◆ DIRECTIONS
Every record below should appear in your answer, copied exactly.

◆ EXCERPTED DATA
* * * * * * *
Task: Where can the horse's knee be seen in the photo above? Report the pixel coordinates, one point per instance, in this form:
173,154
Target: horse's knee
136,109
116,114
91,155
* * * * * * *
◆ SOLUTION TO THE PROBLEM
Task: Where can the horse's knee be seen in the photo above? Report the pixel coordinates, one point per instance, in this form:
173,154
Target: horse's knee
136,109
116,114
91,155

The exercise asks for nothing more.